■ Work instruction ■
Search the data for the string "trunk" and gather each line it is in.

Provided material section start

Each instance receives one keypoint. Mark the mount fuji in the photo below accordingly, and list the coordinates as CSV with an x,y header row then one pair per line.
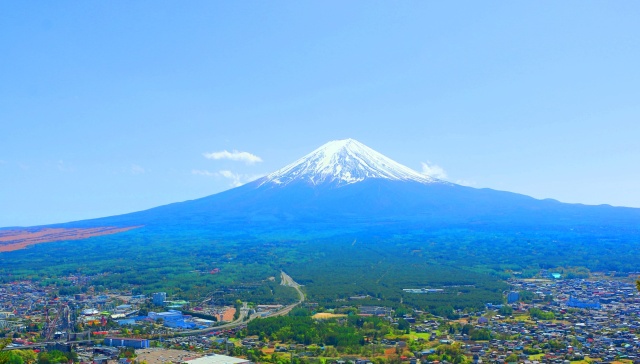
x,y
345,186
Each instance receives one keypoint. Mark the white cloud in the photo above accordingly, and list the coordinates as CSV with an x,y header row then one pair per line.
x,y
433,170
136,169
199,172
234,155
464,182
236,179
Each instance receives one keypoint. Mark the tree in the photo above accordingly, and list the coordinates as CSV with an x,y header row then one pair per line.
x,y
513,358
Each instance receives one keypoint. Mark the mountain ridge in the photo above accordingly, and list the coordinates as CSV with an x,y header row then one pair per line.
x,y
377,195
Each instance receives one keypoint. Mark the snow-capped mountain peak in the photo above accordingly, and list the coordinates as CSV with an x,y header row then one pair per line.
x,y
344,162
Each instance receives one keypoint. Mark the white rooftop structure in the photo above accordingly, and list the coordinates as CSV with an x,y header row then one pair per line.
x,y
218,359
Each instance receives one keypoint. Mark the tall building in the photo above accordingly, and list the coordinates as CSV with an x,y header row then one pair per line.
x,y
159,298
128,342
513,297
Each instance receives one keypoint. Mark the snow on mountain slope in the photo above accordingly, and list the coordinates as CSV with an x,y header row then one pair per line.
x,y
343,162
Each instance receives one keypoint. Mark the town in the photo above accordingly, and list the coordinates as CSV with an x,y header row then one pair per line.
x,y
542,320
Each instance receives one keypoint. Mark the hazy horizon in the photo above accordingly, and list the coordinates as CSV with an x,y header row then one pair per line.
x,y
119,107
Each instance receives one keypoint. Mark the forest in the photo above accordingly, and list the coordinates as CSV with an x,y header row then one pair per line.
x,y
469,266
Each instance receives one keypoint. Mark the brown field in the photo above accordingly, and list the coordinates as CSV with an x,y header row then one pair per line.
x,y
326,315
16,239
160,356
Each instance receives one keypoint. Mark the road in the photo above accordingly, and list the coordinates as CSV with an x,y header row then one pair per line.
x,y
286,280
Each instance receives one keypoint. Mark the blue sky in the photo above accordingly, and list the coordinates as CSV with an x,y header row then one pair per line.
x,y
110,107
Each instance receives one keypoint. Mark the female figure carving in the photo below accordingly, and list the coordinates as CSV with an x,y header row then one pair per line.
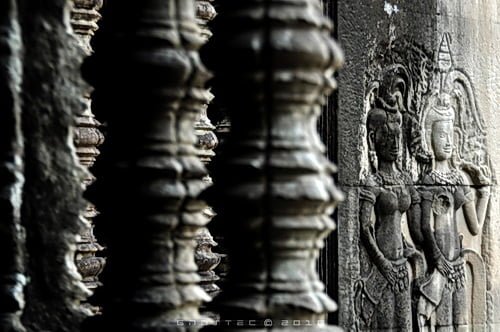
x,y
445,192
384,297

Provided material section end
Provided material section start

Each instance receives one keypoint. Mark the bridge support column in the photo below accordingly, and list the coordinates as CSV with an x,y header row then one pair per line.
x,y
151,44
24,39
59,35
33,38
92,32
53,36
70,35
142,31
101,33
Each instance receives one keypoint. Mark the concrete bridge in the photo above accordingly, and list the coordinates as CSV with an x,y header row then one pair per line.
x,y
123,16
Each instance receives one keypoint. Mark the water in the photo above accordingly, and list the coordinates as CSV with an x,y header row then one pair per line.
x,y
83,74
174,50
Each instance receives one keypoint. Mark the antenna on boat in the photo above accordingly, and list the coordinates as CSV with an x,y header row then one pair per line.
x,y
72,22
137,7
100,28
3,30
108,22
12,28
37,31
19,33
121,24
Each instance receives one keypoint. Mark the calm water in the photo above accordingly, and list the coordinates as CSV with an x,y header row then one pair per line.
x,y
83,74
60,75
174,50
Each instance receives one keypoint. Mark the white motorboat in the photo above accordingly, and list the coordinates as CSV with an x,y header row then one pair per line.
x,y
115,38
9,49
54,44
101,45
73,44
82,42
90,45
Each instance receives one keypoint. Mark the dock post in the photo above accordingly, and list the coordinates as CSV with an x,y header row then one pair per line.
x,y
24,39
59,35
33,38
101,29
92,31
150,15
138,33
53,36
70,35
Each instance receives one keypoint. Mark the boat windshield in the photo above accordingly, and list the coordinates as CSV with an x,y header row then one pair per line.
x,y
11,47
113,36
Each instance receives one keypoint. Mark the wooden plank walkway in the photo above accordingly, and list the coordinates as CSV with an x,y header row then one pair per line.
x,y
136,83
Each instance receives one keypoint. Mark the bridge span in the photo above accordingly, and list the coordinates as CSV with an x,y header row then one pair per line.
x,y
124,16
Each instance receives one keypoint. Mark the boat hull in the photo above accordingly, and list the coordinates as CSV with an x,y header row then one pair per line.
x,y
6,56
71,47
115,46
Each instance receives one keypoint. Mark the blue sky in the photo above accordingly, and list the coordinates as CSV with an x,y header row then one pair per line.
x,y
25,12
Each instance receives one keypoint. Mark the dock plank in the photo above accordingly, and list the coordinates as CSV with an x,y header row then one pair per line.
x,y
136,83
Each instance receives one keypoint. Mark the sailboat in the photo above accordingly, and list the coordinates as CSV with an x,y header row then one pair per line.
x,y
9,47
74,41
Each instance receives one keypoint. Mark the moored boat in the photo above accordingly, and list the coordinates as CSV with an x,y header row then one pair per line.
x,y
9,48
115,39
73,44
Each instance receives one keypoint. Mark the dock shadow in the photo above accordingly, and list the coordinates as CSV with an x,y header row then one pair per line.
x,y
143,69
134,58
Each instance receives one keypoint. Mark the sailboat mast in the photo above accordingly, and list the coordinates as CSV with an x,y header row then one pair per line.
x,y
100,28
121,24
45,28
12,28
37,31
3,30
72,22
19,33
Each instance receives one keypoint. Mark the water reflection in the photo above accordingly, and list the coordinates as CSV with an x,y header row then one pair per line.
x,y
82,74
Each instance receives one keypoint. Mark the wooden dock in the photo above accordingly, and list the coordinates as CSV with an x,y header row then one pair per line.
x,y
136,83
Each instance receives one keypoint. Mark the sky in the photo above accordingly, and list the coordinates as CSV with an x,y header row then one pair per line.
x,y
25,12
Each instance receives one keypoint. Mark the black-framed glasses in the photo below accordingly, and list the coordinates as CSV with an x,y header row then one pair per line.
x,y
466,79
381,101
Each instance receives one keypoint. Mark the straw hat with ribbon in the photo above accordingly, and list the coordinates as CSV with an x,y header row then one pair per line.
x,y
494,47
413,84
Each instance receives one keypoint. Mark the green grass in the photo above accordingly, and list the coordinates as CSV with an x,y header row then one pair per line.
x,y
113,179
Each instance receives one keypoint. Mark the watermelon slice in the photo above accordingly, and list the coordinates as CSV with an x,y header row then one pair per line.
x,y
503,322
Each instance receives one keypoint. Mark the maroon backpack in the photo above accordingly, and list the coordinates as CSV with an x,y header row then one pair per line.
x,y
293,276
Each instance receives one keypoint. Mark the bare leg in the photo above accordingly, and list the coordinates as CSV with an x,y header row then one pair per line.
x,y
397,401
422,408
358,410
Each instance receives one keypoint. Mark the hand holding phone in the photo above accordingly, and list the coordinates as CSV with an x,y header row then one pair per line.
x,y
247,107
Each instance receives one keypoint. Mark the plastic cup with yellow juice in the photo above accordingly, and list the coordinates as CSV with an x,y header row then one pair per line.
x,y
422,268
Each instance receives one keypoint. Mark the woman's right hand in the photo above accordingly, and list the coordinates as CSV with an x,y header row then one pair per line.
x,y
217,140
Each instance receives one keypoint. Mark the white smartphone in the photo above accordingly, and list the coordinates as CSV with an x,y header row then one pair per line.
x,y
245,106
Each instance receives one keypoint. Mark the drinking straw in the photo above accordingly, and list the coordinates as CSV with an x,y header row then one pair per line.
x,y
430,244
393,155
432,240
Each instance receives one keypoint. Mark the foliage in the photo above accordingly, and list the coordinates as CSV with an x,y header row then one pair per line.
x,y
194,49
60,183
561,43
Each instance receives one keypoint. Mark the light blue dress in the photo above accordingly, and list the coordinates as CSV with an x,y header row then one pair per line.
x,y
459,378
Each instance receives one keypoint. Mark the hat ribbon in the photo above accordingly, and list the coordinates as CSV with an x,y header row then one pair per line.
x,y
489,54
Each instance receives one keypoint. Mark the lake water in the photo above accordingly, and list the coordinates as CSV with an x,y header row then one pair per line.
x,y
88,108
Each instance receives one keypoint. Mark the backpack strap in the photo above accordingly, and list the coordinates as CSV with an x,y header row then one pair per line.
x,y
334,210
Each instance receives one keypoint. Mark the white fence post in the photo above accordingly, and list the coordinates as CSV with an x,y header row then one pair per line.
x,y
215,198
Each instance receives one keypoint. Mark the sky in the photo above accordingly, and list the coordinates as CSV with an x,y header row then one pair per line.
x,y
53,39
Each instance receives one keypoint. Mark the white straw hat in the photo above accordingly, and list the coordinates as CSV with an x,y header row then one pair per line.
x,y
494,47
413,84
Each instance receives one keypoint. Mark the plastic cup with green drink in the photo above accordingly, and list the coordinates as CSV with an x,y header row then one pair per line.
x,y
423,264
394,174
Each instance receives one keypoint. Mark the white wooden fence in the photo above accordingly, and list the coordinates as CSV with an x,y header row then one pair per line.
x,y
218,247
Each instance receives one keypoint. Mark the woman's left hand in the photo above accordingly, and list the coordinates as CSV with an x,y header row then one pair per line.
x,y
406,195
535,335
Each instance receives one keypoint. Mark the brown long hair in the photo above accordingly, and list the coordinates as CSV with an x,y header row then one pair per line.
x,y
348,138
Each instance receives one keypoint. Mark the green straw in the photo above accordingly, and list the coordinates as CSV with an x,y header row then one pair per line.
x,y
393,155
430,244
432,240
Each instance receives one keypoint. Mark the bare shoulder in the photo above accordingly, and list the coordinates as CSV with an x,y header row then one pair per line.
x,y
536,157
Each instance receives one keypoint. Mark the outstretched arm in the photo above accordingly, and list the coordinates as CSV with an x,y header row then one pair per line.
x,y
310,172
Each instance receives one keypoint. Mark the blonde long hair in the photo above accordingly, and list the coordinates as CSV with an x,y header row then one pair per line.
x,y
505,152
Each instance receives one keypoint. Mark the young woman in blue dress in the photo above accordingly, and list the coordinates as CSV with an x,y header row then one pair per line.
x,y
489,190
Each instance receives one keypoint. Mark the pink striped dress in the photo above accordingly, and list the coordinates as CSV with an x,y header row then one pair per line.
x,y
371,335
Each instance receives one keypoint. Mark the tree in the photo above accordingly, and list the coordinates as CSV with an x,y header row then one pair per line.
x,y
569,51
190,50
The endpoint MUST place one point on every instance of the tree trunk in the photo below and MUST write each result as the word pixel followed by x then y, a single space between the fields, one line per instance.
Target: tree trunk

Provided material section end
Provided material section start

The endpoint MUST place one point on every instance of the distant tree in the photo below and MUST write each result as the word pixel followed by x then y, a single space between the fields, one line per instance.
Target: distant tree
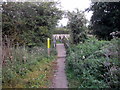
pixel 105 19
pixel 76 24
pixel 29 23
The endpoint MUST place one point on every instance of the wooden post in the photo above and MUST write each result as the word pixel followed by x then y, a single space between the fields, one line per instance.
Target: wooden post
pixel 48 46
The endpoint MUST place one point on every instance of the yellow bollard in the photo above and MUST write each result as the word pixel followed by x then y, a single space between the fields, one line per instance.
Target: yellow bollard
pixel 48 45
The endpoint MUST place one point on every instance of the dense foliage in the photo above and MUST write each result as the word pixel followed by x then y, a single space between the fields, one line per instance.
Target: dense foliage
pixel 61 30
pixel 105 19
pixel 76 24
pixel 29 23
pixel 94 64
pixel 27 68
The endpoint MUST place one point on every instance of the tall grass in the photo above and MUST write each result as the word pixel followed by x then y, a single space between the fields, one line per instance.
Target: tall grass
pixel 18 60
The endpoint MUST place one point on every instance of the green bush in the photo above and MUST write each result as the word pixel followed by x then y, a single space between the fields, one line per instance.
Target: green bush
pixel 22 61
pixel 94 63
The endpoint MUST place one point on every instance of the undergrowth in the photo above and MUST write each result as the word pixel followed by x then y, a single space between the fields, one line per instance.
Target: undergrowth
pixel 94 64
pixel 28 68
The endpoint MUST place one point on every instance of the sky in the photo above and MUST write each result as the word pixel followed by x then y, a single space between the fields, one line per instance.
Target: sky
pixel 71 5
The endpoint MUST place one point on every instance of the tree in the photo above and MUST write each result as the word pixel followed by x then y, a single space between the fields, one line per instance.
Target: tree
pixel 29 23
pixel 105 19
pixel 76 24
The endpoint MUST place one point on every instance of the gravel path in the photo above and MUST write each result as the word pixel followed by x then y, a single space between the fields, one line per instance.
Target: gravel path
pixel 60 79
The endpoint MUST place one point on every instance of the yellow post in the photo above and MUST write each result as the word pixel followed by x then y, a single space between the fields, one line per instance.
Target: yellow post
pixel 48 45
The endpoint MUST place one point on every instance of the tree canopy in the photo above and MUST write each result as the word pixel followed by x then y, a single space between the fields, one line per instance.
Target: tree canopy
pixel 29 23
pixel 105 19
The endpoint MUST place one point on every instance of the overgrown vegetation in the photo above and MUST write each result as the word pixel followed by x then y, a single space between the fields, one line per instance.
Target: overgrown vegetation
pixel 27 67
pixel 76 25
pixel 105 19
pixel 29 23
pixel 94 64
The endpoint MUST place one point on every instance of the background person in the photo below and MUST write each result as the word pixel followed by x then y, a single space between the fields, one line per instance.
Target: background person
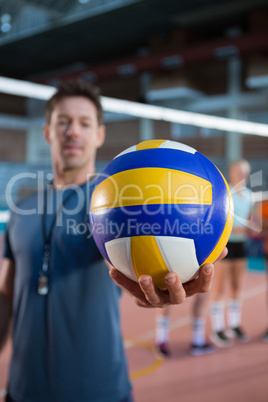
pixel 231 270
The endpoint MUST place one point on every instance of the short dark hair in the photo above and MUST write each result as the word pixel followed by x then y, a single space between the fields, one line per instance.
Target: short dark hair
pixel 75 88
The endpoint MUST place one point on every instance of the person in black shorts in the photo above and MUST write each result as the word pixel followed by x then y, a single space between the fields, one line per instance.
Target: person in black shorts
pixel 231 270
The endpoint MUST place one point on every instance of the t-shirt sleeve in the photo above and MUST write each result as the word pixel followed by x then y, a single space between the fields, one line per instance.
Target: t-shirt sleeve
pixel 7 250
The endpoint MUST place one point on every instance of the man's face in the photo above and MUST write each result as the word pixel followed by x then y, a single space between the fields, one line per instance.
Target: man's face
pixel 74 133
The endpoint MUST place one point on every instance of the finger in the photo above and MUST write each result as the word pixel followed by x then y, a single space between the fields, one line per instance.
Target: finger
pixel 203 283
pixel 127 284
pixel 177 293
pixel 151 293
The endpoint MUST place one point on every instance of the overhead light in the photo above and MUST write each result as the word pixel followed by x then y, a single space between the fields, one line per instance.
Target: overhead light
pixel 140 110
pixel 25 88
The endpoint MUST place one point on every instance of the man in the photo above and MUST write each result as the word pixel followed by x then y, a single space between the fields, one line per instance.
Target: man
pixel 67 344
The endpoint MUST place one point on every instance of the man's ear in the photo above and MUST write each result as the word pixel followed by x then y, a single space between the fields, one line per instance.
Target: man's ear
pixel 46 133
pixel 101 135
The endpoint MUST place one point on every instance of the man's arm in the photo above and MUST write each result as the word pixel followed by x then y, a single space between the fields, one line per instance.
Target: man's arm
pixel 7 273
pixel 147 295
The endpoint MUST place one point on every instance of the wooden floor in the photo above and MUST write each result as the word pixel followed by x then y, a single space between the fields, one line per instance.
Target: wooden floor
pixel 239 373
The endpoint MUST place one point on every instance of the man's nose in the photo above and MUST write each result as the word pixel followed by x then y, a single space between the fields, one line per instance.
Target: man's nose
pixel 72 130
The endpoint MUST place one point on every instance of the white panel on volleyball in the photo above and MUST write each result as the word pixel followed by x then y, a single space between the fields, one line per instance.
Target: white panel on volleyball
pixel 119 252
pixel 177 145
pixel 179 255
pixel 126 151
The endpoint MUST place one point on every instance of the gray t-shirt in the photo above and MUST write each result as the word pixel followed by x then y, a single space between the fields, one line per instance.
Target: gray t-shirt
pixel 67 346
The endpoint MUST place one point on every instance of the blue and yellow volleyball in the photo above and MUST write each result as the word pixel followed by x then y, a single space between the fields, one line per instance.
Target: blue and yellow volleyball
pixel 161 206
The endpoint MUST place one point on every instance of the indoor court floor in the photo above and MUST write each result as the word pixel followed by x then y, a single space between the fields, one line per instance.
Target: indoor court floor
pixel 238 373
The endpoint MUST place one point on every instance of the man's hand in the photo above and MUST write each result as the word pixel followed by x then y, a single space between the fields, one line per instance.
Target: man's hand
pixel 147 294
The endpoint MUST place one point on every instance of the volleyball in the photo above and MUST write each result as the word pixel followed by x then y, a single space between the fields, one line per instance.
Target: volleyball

Provided material section end

■ Response below ■
The endpoint MUST place one point on every instance of the tree trunk in the photo below and MUST write each result as the word pixel followed by x then y, a single space between the fields, one line per instance.
Target: tree trunk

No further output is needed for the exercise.